→ **Work to do**: Copy the listing below, changing each occurrence of "pin" to "marker" and leaving every other word and line as it is.

— start Data records —

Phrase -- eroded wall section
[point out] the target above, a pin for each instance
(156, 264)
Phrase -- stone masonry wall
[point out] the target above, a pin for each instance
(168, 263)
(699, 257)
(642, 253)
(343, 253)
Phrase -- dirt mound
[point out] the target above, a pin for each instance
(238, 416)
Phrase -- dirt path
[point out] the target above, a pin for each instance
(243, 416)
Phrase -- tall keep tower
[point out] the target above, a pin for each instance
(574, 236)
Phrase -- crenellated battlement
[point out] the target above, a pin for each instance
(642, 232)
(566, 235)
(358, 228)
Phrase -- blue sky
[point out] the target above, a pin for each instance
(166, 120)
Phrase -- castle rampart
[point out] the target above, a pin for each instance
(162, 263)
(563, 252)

— end Data records —

→ **Result for this exercise**:
Phrase -- eroded wall section
[point out] the target above, a marker for each instance
(156, 264)
Phrase -- stone masonry wall
[point out] the target above, a marker for each instance
(168, 263)
(699, 257)
(642, 253)
(343, 253)
Phrase -- dirt mound
[point out] the target above, a marker for each instance
(238, 416)
Phrase -- dirt path
[point out] the target above, a marker for each instance
(243, 416)
Phrase -- tall keep tower
[point out] the target above, a marker for each instance
(574, 236)
Phrase -- crenellated battlement
[point out] the target above, a marker for each instance
(642, 232)
(566, 235)
(358, 228)
Phrase -- blue sky
[point out] the target above, a marker for each instance
(166, 120)
Phrase -- castle rampart
[point out] the target above, a marker for each instance
(162, 263)
(563, 252)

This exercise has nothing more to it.